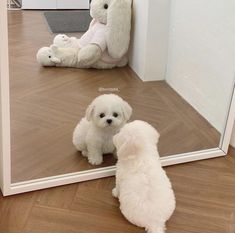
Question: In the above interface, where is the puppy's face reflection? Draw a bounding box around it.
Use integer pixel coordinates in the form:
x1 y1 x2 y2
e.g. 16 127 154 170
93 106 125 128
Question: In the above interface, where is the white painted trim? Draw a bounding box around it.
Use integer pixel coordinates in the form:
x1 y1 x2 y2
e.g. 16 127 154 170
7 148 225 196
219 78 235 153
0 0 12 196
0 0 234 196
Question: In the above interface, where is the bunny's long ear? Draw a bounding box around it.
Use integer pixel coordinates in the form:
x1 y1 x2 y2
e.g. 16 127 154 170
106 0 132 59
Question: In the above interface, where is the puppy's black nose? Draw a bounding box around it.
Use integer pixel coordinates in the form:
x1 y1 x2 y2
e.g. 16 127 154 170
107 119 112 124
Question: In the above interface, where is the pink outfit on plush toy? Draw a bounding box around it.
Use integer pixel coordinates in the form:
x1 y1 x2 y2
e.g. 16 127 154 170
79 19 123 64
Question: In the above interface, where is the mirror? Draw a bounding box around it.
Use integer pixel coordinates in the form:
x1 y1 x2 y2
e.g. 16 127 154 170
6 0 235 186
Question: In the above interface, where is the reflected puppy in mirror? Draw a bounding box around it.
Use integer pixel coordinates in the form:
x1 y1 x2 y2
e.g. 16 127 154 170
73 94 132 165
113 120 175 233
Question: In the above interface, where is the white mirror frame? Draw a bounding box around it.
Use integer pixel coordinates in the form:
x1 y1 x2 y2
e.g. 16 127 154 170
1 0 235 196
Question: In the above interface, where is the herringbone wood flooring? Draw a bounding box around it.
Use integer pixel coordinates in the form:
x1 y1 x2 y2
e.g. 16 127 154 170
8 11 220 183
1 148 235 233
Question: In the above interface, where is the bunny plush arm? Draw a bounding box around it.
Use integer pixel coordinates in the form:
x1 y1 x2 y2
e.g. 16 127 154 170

==============================

Task statement -
Please repeat the entries exactly. Do not include the pictures.

Solution -
Question: In the above interface, where is the puppy's face reflection? Draw a bounding box around it.
Use integer pixel coordinates in the form:
x1 y1 x2 y2
e.g. 16 127 154 170
93 106 125 128
Question: In the above interface, where is the white painted trim? Draw a bounding box around it.
Use integer pixel coordinates in the form:
x1 y1 x2 y2
e.g. 16 127 154 170
7 148 225 196
219 78 235 153
0 0 12 196
0 0 234 196
Question: In the above interface, where is the bunny's long ear? Draw a bounding box around it.
Use integer pixel coordinates in the form:
x1 y1 x2 y2
e.g. 16 127 154 170
106 0 132 59
Question: In the above interface, where is the puppy's black nose? Draw a bounding box around it.
Use integer pixel coordinates in the form:
x1 y1 x2 y2
e.g. 16 127 154 170
107 119 112 124
Question: In the above interface, where is the pink outfit on plush toy? Draw a bounding box around it.
Use integer pixel coordinates in the form:
x1 y1 x2 y2
e.g. 16 127 154 170
79 19 123 64
Question: In the above interface, where is the mirror? Draw a bounding box around it.
Use integer pixel coordinates in the form:
x1 y1 x2 y2
e.g. 16 127 154 170
6 0 235 186
Question: In the above interface, where is the reflected puppy in mirror? Draw a bounding box around it.
Use integer pixel coordinates in the form:
x1 y1 x2 y2
e.g. 16 127 154 170
73 94 132 165
113 120 175 233
Question: In the above interface, where is the white mirror frame? Draw a bounding box around it.
Use integer pixel coordinates in the form:
x1 y1 x2 y2
e.g. 16 127 154 170
1 0 235 196
Question: In the above interface, where is the herringbone wood flooring? Draw a bounding box around it.
Use integer pixel coordinates in the form:
x1 y1 x2 y2
e.g. 16 127 154 170
8 11 220 183
1 148 235 233
Question: In the above interface, where is the bunny plush arm? Draw a bounding box around it.
Use integer pixel coordinates in the form:
x1 y1 x2 y2
e.g. 16 127 154 170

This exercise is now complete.